Required work:
Nothing but the lines from the one containing "Check that each instance of the windshield wiper" to the end of the data should be returned, each exactly as written.

Material for this task:

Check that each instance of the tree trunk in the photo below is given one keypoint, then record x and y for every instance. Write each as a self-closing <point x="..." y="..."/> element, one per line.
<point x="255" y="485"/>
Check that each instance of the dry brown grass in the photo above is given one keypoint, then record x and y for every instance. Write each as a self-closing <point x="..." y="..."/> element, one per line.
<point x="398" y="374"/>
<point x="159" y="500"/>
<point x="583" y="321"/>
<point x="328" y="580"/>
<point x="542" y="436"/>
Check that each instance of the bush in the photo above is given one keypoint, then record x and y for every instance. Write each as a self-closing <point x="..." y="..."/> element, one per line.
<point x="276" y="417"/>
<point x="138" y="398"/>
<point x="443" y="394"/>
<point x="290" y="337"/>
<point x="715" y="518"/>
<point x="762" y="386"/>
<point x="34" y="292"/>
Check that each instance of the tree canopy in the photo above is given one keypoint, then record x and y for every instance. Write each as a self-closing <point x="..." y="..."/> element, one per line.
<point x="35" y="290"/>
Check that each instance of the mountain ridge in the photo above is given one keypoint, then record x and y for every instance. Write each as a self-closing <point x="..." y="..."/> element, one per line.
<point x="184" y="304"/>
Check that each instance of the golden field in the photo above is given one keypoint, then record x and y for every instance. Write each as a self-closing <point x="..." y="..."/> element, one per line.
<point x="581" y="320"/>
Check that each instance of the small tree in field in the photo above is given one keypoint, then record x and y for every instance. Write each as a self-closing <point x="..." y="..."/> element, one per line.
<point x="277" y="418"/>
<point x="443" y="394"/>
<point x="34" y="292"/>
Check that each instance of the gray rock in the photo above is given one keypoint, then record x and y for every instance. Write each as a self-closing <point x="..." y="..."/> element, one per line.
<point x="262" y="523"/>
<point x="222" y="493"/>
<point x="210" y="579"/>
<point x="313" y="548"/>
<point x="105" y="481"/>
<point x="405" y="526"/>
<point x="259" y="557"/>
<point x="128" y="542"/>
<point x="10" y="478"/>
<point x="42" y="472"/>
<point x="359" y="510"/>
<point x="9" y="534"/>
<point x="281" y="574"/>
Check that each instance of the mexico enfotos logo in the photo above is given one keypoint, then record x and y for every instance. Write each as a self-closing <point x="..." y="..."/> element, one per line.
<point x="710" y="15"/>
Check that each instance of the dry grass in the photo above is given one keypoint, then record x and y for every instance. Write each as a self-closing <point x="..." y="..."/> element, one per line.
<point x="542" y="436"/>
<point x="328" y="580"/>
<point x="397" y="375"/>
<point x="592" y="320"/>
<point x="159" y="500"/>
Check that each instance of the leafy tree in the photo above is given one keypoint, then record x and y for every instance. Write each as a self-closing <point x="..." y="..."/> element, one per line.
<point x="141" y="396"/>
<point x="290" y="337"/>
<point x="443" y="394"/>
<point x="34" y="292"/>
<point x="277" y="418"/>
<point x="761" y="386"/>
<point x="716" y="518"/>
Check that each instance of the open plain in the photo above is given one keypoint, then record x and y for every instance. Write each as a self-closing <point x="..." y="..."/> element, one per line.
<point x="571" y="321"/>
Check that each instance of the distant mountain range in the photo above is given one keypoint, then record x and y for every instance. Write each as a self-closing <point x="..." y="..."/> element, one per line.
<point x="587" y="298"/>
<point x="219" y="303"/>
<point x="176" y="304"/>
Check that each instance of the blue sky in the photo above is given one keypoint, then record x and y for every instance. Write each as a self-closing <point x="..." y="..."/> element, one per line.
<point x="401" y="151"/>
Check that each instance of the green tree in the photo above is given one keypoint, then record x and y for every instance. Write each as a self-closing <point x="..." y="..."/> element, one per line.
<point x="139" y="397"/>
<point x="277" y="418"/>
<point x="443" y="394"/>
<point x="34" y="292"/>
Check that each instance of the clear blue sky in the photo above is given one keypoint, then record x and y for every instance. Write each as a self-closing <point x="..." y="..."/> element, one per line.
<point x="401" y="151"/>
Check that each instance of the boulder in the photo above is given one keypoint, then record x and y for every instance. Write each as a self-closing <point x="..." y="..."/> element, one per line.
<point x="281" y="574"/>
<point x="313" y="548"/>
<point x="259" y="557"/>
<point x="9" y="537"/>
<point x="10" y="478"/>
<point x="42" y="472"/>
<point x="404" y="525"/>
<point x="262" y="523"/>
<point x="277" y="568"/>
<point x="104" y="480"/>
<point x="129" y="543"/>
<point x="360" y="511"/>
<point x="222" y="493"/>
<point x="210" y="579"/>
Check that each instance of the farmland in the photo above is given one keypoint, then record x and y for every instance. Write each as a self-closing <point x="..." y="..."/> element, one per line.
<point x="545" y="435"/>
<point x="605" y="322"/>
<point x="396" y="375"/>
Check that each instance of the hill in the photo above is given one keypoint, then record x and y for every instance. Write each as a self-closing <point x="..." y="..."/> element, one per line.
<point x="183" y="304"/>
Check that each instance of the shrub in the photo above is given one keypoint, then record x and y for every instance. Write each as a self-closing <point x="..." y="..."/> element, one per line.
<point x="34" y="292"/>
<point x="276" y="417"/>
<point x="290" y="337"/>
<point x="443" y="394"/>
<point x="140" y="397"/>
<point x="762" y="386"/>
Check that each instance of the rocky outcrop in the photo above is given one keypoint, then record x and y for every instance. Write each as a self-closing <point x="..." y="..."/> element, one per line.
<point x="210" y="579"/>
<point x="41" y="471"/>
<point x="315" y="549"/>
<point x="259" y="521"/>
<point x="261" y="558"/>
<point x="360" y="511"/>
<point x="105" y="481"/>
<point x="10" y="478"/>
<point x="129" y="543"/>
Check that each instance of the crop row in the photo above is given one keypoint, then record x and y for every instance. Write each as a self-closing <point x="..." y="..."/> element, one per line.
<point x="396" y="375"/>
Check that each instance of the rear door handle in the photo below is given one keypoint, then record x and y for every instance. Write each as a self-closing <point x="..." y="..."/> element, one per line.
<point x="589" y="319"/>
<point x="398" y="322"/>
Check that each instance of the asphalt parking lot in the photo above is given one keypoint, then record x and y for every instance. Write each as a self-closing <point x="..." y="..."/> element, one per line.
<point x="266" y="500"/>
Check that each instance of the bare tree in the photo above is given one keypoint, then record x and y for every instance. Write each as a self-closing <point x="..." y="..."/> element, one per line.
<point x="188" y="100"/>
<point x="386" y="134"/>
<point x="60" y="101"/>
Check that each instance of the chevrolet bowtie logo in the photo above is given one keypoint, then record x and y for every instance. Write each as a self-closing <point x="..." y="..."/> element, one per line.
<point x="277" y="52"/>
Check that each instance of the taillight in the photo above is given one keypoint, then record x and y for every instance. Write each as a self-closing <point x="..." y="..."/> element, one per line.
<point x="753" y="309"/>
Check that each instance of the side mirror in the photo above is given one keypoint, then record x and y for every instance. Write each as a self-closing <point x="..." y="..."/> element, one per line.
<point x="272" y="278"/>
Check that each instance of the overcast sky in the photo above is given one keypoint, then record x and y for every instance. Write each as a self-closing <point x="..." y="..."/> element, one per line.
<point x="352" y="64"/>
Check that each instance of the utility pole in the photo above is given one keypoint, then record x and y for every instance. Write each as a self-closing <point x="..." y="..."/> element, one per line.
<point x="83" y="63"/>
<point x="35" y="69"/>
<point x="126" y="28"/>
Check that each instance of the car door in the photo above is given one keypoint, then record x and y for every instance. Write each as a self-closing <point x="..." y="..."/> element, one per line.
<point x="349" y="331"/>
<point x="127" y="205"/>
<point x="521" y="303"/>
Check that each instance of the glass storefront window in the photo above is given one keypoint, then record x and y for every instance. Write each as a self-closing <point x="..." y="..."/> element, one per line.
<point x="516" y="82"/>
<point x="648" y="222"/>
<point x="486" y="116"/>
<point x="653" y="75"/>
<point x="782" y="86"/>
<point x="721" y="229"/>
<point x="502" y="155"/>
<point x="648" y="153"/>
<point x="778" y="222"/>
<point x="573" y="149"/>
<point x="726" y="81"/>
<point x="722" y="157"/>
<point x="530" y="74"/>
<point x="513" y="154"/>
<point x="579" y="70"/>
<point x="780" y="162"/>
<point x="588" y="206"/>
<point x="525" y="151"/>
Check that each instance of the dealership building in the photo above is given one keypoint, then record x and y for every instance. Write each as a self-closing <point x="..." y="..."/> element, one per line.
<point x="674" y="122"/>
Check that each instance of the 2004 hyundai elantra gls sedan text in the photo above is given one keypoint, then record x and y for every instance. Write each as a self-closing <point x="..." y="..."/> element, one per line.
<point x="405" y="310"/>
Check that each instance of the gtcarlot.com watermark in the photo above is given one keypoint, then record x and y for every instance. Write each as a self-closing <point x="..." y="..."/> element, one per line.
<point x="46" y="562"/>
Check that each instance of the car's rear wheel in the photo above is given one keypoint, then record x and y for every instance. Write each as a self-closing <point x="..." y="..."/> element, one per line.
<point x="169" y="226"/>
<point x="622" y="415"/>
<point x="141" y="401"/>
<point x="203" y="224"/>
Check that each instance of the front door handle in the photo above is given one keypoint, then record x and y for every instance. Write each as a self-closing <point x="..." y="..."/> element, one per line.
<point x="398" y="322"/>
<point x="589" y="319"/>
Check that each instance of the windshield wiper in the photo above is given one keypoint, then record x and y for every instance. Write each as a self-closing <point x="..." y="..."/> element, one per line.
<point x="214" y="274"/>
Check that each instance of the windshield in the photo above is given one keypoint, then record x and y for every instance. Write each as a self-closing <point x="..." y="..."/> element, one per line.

Task solution:
Check that each instance of the windshield wiper in the photo above is given one keypoint, then record x and y for every instance. Write each as a self-closing <point x="..." y="..."/> element, one per line.
<point x="214" y="274"/>
Check that each instance of the windshield in the photo above is given one keypoint, then record x and y for every instance. Write each as a self-closing <point x="..." y="..."/> element, one per line.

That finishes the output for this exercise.